## WORK REQUIRED
Across the records that follow, how many lines contain the string "negative"? Answer with the number only.

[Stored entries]
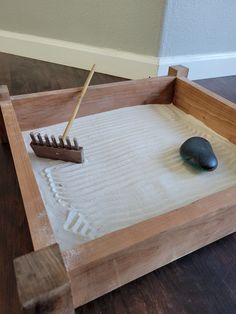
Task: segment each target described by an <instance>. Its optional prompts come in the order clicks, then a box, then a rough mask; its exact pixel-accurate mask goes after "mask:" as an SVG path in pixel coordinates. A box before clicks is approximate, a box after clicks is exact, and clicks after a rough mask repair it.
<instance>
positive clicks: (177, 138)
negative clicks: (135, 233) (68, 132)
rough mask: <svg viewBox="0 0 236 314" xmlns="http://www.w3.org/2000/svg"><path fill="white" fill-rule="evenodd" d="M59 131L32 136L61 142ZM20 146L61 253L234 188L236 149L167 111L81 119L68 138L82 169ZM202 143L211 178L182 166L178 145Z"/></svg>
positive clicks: (149, 107) (118, 115)
mask: <svg viewBox="0 0 236 314" xmlns="http://www.w3.org/2000/svg"><path fill="white" fill-rule="evenodd" d="M64 127H65V124H64V123H62V124H58V125H54V126H50V127H48V128H43V129H38V130H37V131H39V132H41V133H42V134H45V133H48V134H54V135H59V134H62V130H63V129H64ZM28 133H29V132H24V133H23V135H24V140H25V143H26V147H27V150H28V152H29V154H30V158H31V161H32V164H33V169H34V173H35V176H36V180H37V182H38V184H39V187H40V191H41V194H42V197H43V200H44V203H45V206H46V209H47V212H48V215H49V219H50V221H51V224H52V227H53V229H54V232H55V236H56V239H57V241H58V242H59V244H60V246H61V248H62V249H67V248H73V247H74V246H77V245H78V244H80V243H83V242H86V241H89V240H91V239H93V238H96V237H99V236H101V235H104V234H106V233H109V232H111V231H114V230H117V229H121V228H124V227H127V226H129V225H131V224H135V223H137V222H140V221H143V220H146V219H148V218H151V217H154V216H157V215H160V214H162V213H165V212H168V211H171V210H173V209H175V208H178V207H181V206H184V205H186V204H189V203H191V202H193V201H195V200H197V199H200V198H202V197H204V196H207V195H210V194H212V193H214V192H217V191H220V190H223V189H226V188H227V187H230V186H233V185H235V184H236V163H235V162H234V161H235V160H236V146H235V145H233V144H232V143H230V142H228V141H227V140H226V139H224V138H222V137H221V136H219V135H218V134H216V133H215V132H213V131H212V130H211V129H209V128H207V127H206V126H204V125H203V124H202V123H201V122H199V121H198V120H196V119H195V118H193V117H192V116H189V115H187V114H185V113H183V112H182V111H180V110H178V109H177V108H176V107H175V106H173V105H146V106H136V107H130V108H123V109H118V110H114V111H110V112H106V113H100V114H96V115H91V116H88V117H82V118H79V119H77V120H76V121H75V123H74V126H73V128H72V131H71V133H70V136H71V137H74V136H76V137H77V138H78V139H79V142H80V145H81V146H83V147H84V150H85V158H86V162H85V163H84V164H73V163H65V162H62V161H51V160H48V159H42V158H41V159H40V158H37V157H36V156H35V155H34V154H33V152H32V150H31V148H30V146H29V142H30V138H29V136H28ZM191 136H202V137H205V138H207V139H208V140H209V141H210V142H211V144H212V146H213V149H214V151H215V153H216V155H217V157H218V161H219V166H218V168H217V169H216V170H215V171H214V172H201V171H199V170H196V169H193V168H192V167H190V166H188V165H186V164H185V163H184V162H183V161H182V159H181V157H180V155H179V147H180V145H181V144H182V143H183V142H184V141H185V140H186V139H188V138H189V137H191Z"/></svg>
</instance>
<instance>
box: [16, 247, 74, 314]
mask: <svg viewBox="0 0 236 314" xmlns="http://www.w3.org/2000/svg"><path fill="white" fill-rule="evenodd" d="M14 267H15V273H16V280H17V287H18V294H19V300H20V303H21V309H22V313H24V314H31V313H32V314H33V313H42V314H44V313H45V314H46V313H47V314H49V313H51V314H72V313H74V307H73V302H72V295H71V289H70V281H69V277H68V274H67V271H66V269H65V266H64V262H63V260H62V256H61V253H60V249H59V246H58V245H57V244H54V245H52V246H49V247H46V248H44V249H41V250H39V251H35V252H32V253H29V254H26V255H24V256H21V257H18V258H16V259H15V260H14Z"/></svg>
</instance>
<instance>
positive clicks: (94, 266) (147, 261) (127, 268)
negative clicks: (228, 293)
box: [63, 187, 236, 306]
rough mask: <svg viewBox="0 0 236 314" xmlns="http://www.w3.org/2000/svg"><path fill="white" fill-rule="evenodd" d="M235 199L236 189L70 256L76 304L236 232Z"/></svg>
mask: <svg viewBox="0 0 236 314" xmlns="http://www.w3.org/2000/svg"><path fill="white" fill-rule="evenodd" d="M235 195H236V188H235V187H233V188H230V189H227V190H225V191H222V192H219V193H216V194H213V195H210V196H208V197H205V198H203V199H201V200H199V201H196V202H193V203H192V204H190V205H188V206H185V207H182V208H180V209H177V210H174V211H172V212H169V213H167V214H164V215H161V216H158V217H155V218H152V219H150V220H148V221H144V222H141V223H138V224H136V225H133V226H130V227H128V228H124V229H122V230H119V231H116V232H113V233H111V234H107V235H105V236H103V237H101V238H98V239H96V240H94V241H90V242H88V243H85V244H83V245H80V246H79V247H78V248H77V249H73V250H69V251H66V252H64V253H63V255H64V259H65V263H66V265H67V268H68V270H69V275H70V278H71V287H72V294H73V299H74V304H75V306H80V305H82V304H84V303H87V302H88V301H91V300H93V299H95V298H97V297H99V296H101V295H102V294H105V293H107V292H109V291H111V290H113V289H115V288H117V287H120V286H122V285H124V284H126V283H127V282H129V281H131V280H134V279H136V278H138V277H140V276H142V275H145V274H147V273H149V272H151V271H153V270H155V269H157V268H159V267H162V266H164V265H166V264H168V263H170V262H172V261H174V260H176V259H177V258H179V257H182V256H184V255H186V254H189V253H190V252H193V251H194V250H197V249H199V248H201V247H203V246H205V245H207V244H209V243H211V242H213V241H216V240H218V239H220V238H221V237H223V236H226V235H228V234H230V233H232V232H234V231H235V230H236V197H235Z"/></svg>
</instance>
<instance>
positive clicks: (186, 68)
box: [168, 65, 189, 77]
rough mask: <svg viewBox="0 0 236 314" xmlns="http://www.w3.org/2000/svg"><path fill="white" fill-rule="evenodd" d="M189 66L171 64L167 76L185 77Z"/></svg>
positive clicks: (187, 73)
mask: <svg viewBox="0 0 236 314" xmlns="http://www.w3.org/2000/svg"><path fill="white" fill-rule="evenodd" d="M188 72H189V68H187V67H185V66H183V65H173V66H171V67H169V70H168V76H177V77H187V76H188Z"/></svg>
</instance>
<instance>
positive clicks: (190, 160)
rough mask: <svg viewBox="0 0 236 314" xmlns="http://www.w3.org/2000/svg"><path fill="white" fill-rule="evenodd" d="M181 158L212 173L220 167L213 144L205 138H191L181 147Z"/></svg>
mask: <svg viewBox="0 0 236 314" xmlns="http://www.w3.org/2000/svg"><path fill="white" fill-rule="evenodd" d="M180 155H181V157H182V158H183V159H184V160H185V161H186V162H187V163H189V164H190V165H192V166H194V167H198V168H201V169H204V170H208V171H212V170H215V169H216V168H217V166H218V160H217V158H216V155H215V153H214V151H213V149H212V147H211V144H210V143H209V142H208V140H206V139H205V138H203V137H198V136H195V137H191V138H189V139H188V140H187V141H185V142H184V143H183V144H182V145H181V147H180Z"/></svg>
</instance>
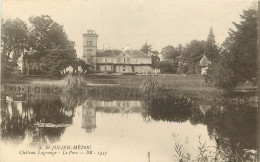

## TASK OUTPUT
2